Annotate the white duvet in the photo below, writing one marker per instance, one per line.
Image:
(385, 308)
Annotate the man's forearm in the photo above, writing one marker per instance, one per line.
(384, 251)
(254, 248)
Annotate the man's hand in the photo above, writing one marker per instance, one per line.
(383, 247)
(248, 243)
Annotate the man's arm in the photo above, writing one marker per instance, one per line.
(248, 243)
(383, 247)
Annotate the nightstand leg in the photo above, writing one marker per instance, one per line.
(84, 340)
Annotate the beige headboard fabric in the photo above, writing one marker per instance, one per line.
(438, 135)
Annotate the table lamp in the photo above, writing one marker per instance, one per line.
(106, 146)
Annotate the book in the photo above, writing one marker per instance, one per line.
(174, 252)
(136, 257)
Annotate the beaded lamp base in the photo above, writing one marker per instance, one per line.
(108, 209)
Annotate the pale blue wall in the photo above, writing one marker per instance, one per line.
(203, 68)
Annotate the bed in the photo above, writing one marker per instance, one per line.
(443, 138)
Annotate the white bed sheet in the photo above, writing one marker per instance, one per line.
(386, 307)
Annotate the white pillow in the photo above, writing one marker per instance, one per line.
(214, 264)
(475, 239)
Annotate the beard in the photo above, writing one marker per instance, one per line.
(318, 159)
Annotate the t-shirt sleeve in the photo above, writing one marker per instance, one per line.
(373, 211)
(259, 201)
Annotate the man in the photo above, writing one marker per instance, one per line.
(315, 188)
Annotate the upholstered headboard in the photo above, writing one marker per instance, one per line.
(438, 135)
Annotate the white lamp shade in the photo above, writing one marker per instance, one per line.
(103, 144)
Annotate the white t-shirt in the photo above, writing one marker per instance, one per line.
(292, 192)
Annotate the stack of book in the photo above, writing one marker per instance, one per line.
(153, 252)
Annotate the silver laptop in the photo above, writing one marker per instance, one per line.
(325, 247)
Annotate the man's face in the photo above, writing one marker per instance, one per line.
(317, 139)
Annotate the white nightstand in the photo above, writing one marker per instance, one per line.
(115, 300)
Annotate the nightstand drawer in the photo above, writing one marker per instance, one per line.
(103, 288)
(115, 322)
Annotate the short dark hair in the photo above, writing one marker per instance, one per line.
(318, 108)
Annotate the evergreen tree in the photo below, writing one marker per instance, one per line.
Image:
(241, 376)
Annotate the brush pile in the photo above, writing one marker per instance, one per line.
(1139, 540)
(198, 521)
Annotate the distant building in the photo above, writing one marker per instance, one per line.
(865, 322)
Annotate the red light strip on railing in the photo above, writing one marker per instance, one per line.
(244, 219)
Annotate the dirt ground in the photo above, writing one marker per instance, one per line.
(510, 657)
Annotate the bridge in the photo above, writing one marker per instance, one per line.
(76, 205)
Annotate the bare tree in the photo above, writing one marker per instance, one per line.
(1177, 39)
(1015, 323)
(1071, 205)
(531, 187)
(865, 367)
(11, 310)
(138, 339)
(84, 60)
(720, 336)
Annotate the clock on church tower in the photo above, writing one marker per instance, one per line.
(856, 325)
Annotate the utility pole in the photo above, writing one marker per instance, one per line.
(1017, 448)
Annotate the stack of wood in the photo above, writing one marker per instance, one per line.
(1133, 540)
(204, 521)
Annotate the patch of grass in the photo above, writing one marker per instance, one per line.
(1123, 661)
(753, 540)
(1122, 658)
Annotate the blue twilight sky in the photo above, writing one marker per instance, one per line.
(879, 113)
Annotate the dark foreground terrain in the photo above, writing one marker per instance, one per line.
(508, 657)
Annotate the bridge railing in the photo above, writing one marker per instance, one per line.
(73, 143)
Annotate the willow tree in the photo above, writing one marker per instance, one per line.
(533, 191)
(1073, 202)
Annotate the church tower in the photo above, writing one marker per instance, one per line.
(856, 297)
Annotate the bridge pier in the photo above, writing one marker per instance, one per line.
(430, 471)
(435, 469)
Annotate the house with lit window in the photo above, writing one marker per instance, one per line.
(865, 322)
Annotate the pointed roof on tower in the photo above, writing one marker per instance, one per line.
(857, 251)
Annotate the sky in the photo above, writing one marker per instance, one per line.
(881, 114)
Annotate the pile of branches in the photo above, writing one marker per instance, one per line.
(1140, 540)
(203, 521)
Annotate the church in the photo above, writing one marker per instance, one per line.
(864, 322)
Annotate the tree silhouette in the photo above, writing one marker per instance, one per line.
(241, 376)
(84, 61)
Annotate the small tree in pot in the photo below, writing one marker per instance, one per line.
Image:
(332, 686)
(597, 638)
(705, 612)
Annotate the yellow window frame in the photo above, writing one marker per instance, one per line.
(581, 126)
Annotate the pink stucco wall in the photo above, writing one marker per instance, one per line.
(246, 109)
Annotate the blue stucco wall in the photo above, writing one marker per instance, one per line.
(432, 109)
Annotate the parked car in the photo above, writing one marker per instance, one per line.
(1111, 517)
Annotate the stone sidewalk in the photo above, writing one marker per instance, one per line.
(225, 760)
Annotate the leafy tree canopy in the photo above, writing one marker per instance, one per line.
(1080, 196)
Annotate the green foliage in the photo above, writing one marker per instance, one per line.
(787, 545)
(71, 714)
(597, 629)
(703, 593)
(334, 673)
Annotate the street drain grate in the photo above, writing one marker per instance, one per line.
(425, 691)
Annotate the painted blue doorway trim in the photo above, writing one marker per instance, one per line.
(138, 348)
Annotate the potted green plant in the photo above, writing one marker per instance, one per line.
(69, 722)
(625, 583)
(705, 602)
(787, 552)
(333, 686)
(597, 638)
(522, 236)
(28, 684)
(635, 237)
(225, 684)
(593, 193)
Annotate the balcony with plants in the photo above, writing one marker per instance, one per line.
_ _ _ _ _ _ _
Directions: Print the records above in full, exactly.

Exercise result:
Annotate the white duvet in the photo below, writing one marker per instance, one per line.
Image:
(385, 308)
Annotate the man's forearm in the photo above, writing one marker per instance, one per line.
(384, 251)
(254, 248)
Annotate the man's hand in the photo above, writing one marker per instance, one per line.
(383, 247)
(248, 243)
Annotate the man's arm in the photo above, writing one marker per instance, one per line.
(248, 243)
(383, 247)
Annotate the nightstand leg in the photo above, writing one marker per instance, one per line.
(84, 340)
Annotate the beige headboard fabric in the photo above, writing one marker per instance, one per line.
(438, 135)
Annotate the table lamp in the photo above, writing one marker per instance, one per line.
(106, 146)
Annotate the book in the photo above, writing one marker per instance, one per line.
(174, 252)
(136, 257)
Annotate the beaded lamp base in the photo above, writing one marker per instance, one per line.
(108, 209)
Annotate the pale blue wall in the photo above, writing one marker per instance, one per line.
(203, 68)
Annotate the bed in the photo above, writing one marker per instance, one per line.
(443, 138)
Annotate the white bed sheet in the photo above, writing one marker per instance, one per line.
(386, 307)
Annotate the white pillow in the photo above, writing one marker per instance, one per line.
(214, 264)
(475, 239)
Annotate the beard in the photo above, writing one marker per instance, one per line.
(318, 159)
Annotate the t-shirt sleeve in the photo above, writing one marker per instance, one per line.
(373, 211)
(259, 201)
Annotate the man in the photo above, writing one marker per instance, one per line.
(315, 188)
Annotate the upholstered headboard in the photo above, writing one marker per instance, one per line.
(438, 135)
Annotate the white lamp shade in the photo above, writing one marker per instance, one per line.
(103, 144)
Annotate the white t-shirt in the photo above, writing one marker per instance, one per line.
(292, 192)
Annotate the stack of book in the photo above, writing one marker per instance, one per line.
(153, 252)
Annotate the silver laptop in the photo above, writing one marker per instance, one per line.
(325, 247)
Annotate the man's face in the photo above, writing one marker per instance, one per line.
(317, 139)
Annotate the white nightstand in the photo above, writing one marker per instance, one per line.
(115, 300)
Annotate the nightstand drawer in the photo above, writing one marker per instance, one per line.
(103, 288)
(115, 322)
Annotate the short dark hair in the photo above, writing one marker per instance, one per line.
(318, 108)
Annotate the evergreen tree in the photo below, writing one marker per instance, one per line.
Image:
(241, 376)
Annotate the brush pile in the photo above, writing one marker per instance, one per line.
(1139, 540)
(198, 521)
Annotate the distant building in the photo above, writing one marker per instance, one per line.
(865, 322)
Annotate the red light strip on railing in the photo above, writing one marker per instance, one per line.
(244, 219)
Annotate the dirt ground in the photo above, writing one marker per instance, one per line.
(510, 657)
Annotate the bridge in the photo above, writing one marker per instance, one per line.
(76, 205)
Annotate the bare tree in the photo above, writing one marker per instance, one per line.
(1177, 39)
(1015, 323)
(1071, 205)
(531, 187)
(865, 367)
(11, 310)
(138, 339)
(84, 60)
(720, 336)
Annotate the clock on church tower in the photo above, writing one marker per instance, one per line.
(856, 325)
Annotate the utility pole in the photo above, writing one marker per instance, one per line.
(1017, 448)
Annotate the stack of wood in the photo above, writing one marker per instance, one per line.
(1133, 540)
(204, 521)
Annotate the patch of grass in the photo above, writing one marker per instance, one per line.
(1123, 661)
(753, 540)
(1122, 658)
Annotate the blue twilight sky in the photo above, writing one marker per instance, one per line.
(879, 113)
Annotate the dark foreground terrain in the photo above, writing one marker per instance, one per line.
(508, 657)
Annotate the bridge railing in the photo above, writing one marker per instance, one per line.
(73, 143)
Annotate the willow tree in the photo above, writing one marker per instance, one per line.
(533, 191)
(1073, 202)
Annotate the church tower in the photo above, writing one marker per instance, one per line.
(856, 297)
Annotate the bridge pier in the photo above, writing one marker per instance, one per line.
(430, 471)
(435, 469)
Annotate the house with lit window in the photo above, writing one marker per instance, one per line.
(865, 322)
Annotate the pointed roof on tower in the photo above, writing one marker per instance, one per line.
(857, 251)
Annotate the sky in the photo above, writing one marker per instance, one per line.
(881, 114)
Annotate the pile of branches in the photo above, writing one marker per instance, one per line.
(1140, 540)
(203, 521)
Annotate the church in the photo above, writing one marker per instance, one per line.
(864, 322)
Annotate the tree silhouette in the photo above, writing one marker per instance, one per line.
(241, 376)
(84, 61)
Annotate the small tree in pot in the photo below, writing one marker per instance, one per line.
Image:
(332, 686)
(597, 638)
(705, 612)
Annotate the yellow window frame in the photo above, writing one marker per instance, one per line.
(581, 126)
Annotate the pink stucco wall in the photo above, writing one marker per instance, one per line.
(246, 109)
Annotate the blue stucco wall in the photo above, writing one marker per instance, one per line.
(432, 109)
Annotate the parked car in the photo above, writing one marker per instance, one per line.
(1111, 517)
Annotate the stone sidewalk in the photo above, writing one marker per instance, one per line.
(225, 760)
Annotate the leafy tree canopy in the photo above, writing one marker per instance, one per line.
(1080, 196)
Annotate the green foliage in the photo above, writing one marker per instance, one per line.
(787, 545)
(71, 714)
(597, 629)
(703, 593)
(334, 673)
Annotate the street drain grate in the photo above, writing one marker per instance, one per line.
(425, 691)
Annotate the painted blue doorway trim in the photo above, writing one marker per instance, one per line.
(138, 348)
Annotate the potted green plant in the photo above, writing one marker per instance, one per line.
(69, 722)
(625, 583)
(705, 602)
(787, 552)
(333, 686)
(597, 638)
(522, 236)
(28, 684)
(635, 237)
(225, 684)
(593, 193)
Annotate the balcony with plants in the photo above, writing one marker per instance, one per line.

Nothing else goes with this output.